* **Prompt**: Report the number of lines in the data below that hold "wedding", without any other words.

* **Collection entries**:
* * * *

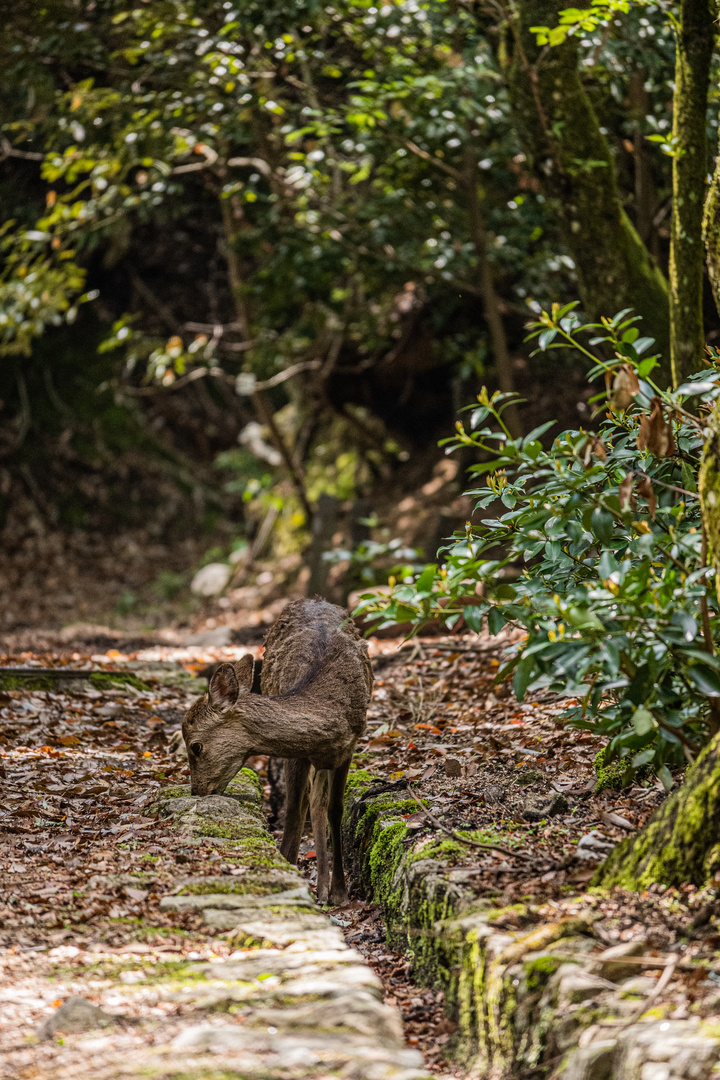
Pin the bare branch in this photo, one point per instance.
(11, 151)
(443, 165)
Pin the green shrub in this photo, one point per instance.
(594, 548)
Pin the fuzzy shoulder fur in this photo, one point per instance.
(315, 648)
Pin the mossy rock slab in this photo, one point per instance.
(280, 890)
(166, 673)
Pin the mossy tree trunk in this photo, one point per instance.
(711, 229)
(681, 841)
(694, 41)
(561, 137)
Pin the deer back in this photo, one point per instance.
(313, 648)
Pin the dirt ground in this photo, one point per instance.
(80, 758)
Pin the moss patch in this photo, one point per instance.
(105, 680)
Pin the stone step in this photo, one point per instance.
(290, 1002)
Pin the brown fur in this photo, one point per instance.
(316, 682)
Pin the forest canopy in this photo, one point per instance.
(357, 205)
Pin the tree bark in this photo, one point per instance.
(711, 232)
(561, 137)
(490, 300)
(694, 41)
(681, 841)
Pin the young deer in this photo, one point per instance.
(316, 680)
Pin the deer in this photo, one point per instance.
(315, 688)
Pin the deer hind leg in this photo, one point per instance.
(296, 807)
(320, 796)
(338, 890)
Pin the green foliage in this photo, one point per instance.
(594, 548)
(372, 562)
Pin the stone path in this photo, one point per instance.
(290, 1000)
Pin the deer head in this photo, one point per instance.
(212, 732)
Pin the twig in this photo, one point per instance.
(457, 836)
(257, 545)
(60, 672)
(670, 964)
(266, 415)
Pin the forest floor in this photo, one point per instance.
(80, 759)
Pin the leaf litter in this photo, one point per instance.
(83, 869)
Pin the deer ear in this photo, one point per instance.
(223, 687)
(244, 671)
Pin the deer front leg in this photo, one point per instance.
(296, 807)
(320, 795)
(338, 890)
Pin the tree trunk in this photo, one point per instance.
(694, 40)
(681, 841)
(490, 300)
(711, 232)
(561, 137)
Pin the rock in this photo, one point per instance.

* * * *

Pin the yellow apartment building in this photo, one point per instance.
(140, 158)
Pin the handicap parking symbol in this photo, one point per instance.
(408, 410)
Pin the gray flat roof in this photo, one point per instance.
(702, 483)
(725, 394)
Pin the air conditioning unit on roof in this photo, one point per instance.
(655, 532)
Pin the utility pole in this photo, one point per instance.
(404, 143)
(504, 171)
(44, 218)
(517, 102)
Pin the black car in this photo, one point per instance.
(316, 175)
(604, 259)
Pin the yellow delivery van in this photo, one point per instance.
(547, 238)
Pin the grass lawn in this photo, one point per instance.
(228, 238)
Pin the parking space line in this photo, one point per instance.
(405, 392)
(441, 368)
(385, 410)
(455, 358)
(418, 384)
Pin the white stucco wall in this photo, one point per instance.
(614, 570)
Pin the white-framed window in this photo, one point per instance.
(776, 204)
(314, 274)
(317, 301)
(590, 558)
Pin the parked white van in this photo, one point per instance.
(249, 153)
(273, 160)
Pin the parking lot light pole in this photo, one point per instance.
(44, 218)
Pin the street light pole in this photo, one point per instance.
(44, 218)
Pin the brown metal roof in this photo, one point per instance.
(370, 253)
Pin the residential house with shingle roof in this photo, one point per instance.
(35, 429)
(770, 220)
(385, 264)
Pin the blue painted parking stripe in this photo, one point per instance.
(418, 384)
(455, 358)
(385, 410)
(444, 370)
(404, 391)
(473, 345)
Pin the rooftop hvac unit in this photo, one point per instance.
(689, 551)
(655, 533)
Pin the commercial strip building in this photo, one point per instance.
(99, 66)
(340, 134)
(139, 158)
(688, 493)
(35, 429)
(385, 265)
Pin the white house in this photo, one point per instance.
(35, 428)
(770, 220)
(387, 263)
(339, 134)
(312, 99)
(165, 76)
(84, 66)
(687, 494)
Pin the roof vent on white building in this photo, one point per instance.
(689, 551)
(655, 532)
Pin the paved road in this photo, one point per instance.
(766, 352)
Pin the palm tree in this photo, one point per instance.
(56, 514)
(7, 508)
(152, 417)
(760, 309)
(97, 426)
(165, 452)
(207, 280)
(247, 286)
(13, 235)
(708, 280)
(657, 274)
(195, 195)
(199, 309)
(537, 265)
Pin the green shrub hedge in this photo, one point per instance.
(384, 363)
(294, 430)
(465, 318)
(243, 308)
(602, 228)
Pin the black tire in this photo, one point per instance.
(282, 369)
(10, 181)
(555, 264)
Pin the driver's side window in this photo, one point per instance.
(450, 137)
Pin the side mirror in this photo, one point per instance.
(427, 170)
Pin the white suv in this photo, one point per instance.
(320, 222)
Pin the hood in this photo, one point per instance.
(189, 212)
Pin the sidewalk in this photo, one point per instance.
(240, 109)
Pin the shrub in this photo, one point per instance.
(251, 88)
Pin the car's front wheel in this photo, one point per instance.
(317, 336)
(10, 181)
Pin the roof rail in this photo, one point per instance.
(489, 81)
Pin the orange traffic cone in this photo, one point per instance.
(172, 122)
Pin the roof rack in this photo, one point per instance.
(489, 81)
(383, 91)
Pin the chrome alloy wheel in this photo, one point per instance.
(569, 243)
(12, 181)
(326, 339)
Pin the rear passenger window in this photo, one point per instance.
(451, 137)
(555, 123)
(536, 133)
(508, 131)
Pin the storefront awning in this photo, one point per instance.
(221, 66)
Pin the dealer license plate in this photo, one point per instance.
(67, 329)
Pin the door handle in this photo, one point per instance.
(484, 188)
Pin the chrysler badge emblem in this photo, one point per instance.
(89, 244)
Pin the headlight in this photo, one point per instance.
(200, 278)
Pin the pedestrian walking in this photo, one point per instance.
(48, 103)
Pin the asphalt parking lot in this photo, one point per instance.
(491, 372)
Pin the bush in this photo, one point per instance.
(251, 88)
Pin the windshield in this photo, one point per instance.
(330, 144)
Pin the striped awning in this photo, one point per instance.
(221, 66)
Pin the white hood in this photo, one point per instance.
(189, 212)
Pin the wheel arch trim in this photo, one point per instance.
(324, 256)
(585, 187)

* * * *

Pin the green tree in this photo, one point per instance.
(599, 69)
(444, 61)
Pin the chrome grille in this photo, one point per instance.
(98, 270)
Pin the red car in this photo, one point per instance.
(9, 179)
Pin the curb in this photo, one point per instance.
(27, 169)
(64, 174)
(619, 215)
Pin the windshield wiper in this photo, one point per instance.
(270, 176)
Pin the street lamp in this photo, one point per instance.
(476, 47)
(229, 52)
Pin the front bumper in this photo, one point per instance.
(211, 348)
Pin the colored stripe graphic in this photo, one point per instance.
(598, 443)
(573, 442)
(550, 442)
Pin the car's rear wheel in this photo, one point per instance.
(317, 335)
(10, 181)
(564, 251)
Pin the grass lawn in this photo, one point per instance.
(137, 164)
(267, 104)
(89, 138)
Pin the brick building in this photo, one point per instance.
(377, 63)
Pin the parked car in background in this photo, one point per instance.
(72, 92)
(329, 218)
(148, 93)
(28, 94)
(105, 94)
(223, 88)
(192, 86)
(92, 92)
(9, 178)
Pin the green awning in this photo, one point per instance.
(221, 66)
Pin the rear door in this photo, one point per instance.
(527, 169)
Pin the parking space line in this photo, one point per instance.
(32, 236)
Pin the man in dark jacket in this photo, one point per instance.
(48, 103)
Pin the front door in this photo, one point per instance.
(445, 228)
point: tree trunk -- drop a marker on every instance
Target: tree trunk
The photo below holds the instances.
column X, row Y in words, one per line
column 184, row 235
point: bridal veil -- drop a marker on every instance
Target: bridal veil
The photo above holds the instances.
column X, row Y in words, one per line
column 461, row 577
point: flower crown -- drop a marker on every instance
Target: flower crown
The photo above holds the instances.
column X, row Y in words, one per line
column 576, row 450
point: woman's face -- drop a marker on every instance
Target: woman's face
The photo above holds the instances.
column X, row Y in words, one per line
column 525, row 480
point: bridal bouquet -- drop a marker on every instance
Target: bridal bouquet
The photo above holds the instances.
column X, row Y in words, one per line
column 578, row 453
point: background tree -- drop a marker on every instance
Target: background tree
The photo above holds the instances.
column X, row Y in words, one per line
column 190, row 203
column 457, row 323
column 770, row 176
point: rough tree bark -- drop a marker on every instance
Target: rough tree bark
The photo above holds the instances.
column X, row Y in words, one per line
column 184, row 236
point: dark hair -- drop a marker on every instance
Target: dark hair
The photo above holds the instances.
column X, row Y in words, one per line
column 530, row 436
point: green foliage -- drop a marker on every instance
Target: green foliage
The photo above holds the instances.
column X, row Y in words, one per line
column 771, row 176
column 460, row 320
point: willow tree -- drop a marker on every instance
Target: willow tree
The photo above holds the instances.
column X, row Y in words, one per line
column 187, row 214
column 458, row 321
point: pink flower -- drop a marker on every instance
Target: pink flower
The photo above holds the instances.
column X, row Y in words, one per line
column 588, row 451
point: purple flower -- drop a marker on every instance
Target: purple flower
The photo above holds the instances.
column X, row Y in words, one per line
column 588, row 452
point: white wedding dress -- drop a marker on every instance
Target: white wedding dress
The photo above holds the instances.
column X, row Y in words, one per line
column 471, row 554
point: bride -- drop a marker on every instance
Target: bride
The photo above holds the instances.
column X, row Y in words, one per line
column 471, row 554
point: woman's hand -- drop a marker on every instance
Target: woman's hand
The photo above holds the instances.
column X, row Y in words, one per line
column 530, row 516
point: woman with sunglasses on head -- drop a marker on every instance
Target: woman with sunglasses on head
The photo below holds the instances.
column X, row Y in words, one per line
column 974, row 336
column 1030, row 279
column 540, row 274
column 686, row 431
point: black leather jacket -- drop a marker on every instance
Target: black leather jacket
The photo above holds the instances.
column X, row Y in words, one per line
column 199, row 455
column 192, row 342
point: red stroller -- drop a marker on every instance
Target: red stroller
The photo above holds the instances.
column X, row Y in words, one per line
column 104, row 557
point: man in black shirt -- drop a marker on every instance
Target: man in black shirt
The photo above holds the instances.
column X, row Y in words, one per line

* * * *

* **Written solution**: 2